◆ **TASK**
Please output the entries below from the line that contains "Where can the nurse in" through the final line, reproduced exactly and alone.

◆ **PROVIDED INFORMATION**

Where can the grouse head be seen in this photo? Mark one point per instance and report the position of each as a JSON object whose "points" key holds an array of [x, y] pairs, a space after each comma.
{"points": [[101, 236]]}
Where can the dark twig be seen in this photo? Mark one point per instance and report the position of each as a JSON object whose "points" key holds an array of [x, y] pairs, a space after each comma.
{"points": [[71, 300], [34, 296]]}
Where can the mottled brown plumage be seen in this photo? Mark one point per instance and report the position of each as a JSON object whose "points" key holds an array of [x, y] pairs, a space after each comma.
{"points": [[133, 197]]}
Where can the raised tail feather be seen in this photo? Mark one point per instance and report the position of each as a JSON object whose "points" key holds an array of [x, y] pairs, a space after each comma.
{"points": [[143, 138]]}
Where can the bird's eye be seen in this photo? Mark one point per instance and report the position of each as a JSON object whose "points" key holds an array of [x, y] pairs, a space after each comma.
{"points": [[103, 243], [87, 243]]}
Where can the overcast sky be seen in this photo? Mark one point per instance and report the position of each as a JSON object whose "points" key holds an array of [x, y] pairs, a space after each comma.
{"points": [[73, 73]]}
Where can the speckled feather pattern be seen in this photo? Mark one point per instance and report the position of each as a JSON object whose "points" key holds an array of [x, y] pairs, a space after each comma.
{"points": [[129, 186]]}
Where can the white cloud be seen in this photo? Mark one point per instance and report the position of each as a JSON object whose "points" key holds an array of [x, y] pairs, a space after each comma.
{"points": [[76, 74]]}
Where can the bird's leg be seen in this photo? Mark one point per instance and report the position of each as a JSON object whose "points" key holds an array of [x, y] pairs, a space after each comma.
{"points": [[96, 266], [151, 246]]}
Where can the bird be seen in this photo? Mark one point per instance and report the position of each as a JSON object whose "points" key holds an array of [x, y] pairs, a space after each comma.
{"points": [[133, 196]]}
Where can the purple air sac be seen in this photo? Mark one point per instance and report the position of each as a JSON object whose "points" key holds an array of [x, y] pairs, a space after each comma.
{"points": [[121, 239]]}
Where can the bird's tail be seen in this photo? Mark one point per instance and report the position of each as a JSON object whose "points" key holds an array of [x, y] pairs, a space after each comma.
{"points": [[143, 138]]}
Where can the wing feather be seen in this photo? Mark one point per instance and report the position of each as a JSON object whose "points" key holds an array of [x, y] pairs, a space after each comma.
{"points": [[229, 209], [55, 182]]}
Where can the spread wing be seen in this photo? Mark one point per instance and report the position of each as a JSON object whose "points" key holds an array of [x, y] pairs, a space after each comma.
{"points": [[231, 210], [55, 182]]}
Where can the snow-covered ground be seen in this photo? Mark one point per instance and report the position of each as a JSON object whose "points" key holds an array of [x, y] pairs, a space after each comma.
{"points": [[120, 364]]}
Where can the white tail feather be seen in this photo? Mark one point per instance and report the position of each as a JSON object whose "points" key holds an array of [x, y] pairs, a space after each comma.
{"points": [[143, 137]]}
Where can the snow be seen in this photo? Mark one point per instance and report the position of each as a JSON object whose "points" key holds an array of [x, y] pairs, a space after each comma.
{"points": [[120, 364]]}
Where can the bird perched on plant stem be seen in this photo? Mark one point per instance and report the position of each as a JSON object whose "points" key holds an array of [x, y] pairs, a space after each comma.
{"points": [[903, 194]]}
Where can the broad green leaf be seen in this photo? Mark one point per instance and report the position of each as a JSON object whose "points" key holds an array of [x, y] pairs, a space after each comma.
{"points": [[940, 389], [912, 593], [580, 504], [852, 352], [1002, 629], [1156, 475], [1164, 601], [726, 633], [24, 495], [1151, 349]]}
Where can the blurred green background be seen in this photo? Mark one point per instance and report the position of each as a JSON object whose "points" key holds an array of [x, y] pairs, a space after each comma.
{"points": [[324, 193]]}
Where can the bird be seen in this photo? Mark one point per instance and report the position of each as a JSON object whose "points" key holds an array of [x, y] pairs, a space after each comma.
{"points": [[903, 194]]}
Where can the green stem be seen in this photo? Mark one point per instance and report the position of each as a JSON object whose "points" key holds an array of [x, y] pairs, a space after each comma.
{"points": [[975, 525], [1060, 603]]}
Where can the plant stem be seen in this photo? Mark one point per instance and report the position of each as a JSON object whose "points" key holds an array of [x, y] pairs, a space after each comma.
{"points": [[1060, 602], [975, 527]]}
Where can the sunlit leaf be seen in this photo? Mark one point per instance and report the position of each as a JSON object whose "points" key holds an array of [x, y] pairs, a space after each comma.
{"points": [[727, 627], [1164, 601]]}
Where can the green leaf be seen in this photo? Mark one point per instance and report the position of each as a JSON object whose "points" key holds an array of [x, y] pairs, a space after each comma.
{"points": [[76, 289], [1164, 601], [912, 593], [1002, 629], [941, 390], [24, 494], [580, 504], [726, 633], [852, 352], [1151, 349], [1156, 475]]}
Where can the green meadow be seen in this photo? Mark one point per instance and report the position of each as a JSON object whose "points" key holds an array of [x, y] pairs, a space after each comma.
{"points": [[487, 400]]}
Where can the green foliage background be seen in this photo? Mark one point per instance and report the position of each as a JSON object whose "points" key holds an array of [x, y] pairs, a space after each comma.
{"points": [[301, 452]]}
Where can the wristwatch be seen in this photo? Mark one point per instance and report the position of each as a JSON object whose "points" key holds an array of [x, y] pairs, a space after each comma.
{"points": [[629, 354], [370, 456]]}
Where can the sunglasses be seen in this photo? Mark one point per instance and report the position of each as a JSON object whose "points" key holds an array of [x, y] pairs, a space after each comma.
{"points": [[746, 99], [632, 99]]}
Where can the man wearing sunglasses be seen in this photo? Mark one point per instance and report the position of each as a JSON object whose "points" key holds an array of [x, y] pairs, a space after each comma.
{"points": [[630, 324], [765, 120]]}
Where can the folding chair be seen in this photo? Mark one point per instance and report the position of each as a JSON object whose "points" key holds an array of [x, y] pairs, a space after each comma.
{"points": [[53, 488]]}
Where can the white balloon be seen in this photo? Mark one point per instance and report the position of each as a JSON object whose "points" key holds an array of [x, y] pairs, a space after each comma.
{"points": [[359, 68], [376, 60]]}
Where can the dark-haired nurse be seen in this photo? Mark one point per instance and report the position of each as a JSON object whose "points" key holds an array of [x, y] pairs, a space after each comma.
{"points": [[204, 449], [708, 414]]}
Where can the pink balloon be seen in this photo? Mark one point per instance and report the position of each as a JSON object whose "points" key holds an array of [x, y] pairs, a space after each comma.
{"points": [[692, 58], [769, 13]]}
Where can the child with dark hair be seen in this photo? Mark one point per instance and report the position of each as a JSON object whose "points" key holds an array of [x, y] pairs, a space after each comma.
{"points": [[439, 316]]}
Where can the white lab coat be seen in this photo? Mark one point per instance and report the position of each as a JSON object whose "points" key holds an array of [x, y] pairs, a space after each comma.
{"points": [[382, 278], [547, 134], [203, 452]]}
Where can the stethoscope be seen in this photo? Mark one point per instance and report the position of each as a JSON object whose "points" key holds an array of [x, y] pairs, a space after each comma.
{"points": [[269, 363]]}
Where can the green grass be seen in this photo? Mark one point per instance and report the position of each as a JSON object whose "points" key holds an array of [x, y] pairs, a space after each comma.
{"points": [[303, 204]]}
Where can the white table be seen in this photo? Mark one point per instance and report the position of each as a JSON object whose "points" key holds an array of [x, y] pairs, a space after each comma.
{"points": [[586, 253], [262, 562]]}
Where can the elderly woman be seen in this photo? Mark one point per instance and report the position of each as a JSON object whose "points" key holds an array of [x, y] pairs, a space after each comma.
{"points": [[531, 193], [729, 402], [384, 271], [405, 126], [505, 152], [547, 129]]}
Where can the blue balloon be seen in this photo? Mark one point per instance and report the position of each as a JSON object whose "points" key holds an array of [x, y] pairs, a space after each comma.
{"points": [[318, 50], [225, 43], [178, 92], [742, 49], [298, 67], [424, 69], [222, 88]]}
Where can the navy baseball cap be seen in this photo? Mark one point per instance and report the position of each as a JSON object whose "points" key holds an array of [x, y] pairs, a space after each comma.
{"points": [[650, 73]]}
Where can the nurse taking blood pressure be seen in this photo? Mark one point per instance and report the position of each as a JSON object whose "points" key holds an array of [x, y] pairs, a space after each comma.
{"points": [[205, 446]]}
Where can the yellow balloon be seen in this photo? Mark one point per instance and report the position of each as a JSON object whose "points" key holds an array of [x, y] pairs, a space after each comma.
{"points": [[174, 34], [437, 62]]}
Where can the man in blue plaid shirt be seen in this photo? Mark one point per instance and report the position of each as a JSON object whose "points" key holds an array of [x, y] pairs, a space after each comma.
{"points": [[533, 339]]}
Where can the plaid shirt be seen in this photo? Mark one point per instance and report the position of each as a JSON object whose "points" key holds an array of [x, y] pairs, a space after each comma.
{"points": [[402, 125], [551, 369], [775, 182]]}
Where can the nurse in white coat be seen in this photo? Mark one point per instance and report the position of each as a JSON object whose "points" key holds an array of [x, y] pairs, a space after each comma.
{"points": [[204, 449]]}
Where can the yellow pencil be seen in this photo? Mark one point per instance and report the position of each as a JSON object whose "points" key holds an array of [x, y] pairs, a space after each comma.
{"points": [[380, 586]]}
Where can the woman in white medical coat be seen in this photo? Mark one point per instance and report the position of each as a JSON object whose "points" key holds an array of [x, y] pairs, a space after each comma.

◆ **EXERCISE SOLUTION**
Where can the nurse in white coat be seen in this photo? Mark one point per instance and report the position of each as a JSON object whose "points" key holds an array of [x, y] pairs, a space after each comma.
{"points": [[204, 449]]}
Where can the yellow pencil be seen in this photo? Mark one point per instance and report the position of each as a JSON object whose "points" key holds an array of [x, y] pairs, a space after each comma.
{"points": [[380, 586]]}
Where can the woman in white medical coat be seen in this photo? Mark one point per instance and report the position of each as a JSON object whose "points" key holds an array of [x, y] pairs, a space after each comma.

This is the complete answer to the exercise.